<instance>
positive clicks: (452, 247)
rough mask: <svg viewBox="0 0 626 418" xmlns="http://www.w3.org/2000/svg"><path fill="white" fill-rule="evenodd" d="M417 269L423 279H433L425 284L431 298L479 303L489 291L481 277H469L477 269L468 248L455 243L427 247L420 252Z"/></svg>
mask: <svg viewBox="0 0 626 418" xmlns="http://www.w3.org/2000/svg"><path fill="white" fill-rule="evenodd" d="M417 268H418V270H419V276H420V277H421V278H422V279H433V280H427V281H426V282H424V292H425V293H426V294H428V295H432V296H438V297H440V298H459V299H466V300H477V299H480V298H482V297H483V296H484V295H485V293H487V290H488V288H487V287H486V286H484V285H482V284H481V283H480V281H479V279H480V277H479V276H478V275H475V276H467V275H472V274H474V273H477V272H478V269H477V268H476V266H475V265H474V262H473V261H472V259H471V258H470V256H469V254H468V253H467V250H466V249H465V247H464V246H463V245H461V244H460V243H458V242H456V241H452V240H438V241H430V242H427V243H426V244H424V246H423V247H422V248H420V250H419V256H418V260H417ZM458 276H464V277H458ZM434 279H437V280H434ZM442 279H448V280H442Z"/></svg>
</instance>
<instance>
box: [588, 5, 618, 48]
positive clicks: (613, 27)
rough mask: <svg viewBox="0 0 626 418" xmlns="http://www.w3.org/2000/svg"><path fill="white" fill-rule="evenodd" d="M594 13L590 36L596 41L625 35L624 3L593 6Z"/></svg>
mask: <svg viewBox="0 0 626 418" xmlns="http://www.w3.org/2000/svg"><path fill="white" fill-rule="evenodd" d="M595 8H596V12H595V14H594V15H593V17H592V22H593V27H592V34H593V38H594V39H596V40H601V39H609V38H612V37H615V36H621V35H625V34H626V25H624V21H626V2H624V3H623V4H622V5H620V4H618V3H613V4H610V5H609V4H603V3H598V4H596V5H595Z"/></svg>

---*---

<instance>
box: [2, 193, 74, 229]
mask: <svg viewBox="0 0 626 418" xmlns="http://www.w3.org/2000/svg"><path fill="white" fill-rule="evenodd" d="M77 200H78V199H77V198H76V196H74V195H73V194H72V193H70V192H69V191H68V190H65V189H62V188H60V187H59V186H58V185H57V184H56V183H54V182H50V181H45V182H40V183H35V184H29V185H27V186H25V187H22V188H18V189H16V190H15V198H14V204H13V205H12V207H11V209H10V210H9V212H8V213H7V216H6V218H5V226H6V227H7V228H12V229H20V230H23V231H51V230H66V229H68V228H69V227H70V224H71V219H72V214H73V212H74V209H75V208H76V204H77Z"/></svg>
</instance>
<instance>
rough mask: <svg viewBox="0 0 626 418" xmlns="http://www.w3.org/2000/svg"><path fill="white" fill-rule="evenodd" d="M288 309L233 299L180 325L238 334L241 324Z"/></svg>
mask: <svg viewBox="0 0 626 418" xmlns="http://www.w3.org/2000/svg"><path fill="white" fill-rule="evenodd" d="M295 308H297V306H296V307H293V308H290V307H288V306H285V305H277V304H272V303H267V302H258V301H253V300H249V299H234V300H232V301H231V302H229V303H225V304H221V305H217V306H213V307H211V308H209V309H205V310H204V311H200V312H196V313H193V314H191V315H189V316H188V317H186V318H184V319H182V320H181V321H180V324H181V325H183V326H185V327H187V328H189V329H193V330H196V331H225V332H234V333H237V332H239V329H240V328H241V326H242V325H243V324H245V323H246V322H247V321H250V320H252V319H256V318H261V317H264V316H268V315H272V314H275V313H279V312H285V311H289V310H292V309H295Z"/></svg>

---*---

## WHAT TO PRODUCE
When the word "clicks" turns up on a line of the material above, copy that line.

## ANSWER FOR THIS EXERCISE
positive clicks: (452, 247)
positive clicks: (613, 27)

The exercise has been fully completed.